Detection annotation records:
□ □ □

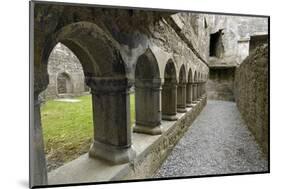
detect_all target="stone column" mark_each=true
[162,82,178,121]
[177,83,186,113]
[86,77,136,164]
[192,82,198,103]
[186,83,193,107]
[134,79,162,135]
[198,81,202,98]
[29,94,48,186]
[203,81,206,95]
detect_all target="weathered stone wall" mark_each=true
[41,43,88,99]
[235,45,269,155]
[207,67,235,101]
[207,15,268,64]
[207,15,268,101]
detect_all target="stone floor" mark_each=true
[155,101,268,178]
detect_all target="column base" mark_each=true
[133,125,163,135]
[186,103,193,108]
[177,107,187,113]
[162,114,178,121]
[89,141,136,164]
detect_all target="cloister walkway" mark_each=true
[155,100,268,177]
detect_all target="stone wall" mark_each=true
[207,15,268,64]
[207,67,235,101]
[235,45,269,155]
[41,43,89,99]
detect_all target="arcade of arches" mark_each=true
[30,3,263,185]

□ □ □

> [Exercise aim]:
Count the lines in the records above that contain the word "target", and reply with only the number.

> [The result]:
7